*Material provided*.

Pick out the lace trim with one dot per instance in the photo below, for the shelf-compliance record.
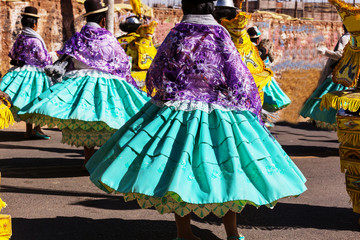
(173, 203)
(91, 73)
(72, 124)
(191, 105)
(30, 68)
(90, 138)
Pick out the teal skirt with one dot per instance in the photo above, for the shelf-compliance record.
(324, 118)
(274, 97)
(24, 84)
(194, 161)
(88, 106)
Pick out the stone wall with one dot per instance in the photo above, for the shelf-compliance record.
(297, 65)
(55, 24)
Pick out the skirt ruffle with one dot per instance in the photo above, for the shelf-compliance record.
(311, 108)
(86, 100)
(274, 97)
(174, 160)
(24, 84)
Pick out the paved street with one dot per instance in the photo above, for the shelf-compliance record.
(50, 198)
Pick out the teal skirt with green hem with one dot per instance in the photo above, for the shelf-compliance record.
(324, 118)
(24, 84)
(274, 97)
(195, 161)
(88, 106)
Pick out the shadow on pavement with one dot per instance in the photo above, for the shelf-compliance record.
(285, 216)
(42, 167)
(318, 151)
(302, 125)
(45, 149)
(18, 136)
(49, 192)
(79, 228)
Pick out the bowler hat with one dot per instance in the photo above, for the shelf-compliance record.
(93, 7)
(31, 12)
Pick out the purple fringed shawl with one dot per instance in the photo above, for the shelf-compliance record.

...

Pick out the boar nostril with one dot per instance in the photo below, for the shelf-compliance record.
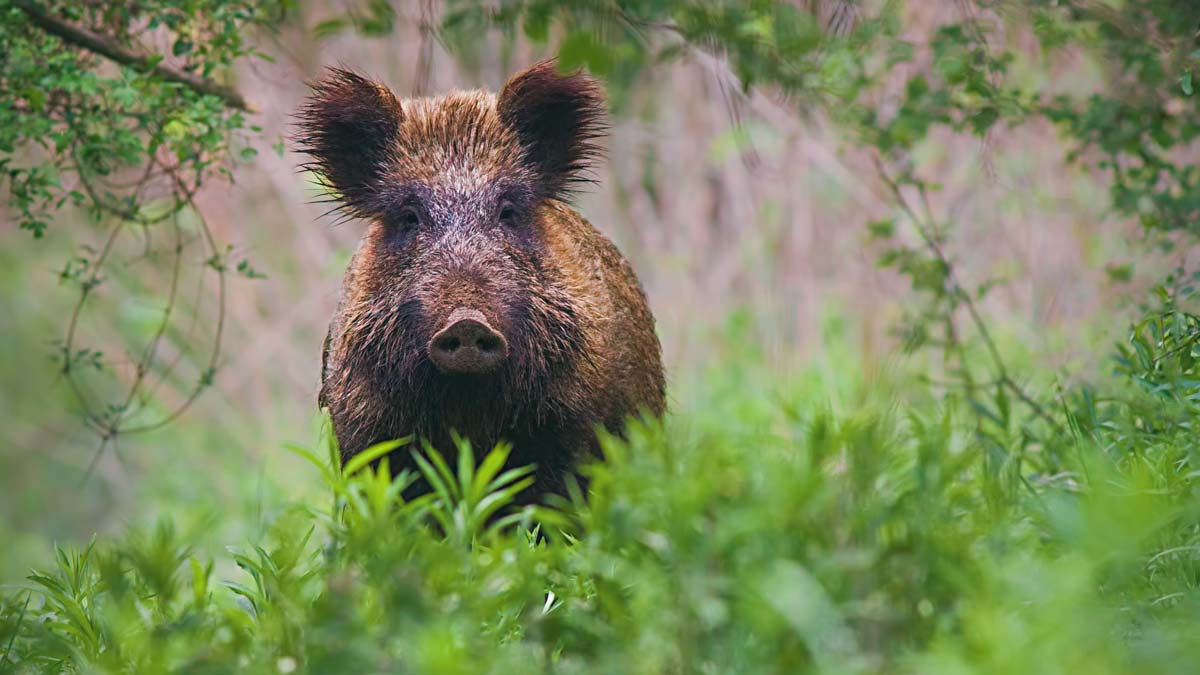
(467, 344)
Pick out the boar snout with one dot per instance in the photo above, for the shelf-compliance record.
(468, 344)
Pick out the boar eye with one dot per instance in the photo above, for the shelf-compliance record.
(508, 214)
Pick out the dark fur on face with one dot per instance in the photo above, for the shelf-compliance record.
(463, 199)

*Exercise goal*.
When the line with "Pick out the teal skirt with green" is reached in the data above, start copying there, and copy each line exactly until the line with "Pick out the purple" has been copied; copy nothing else.

*Response to this exercise*.
Pick out the teal skirt with green hem with one dot per instance in the photo above, for the shelf-compliance record.
(324, 118)
(24, 84)
(274, 97)
(195, 161)
(88, 106)
Pick out the shadow on pavement with one dot per instance in the photo above, for the shelf-compliance record.
(285, 216)
(42, 167)
(318, 151)
(302, 125)
(45, 149)
(18, 136)
(49, 192)
(79, 228)
Pick out the bowler hat with one dot per instance in the photo above, for the shelf-compliance record.
(93, 7)
(31, 12)
Pick out the purple fringed shawl with one dot per instance in the photo above, for the shelf-compliance record.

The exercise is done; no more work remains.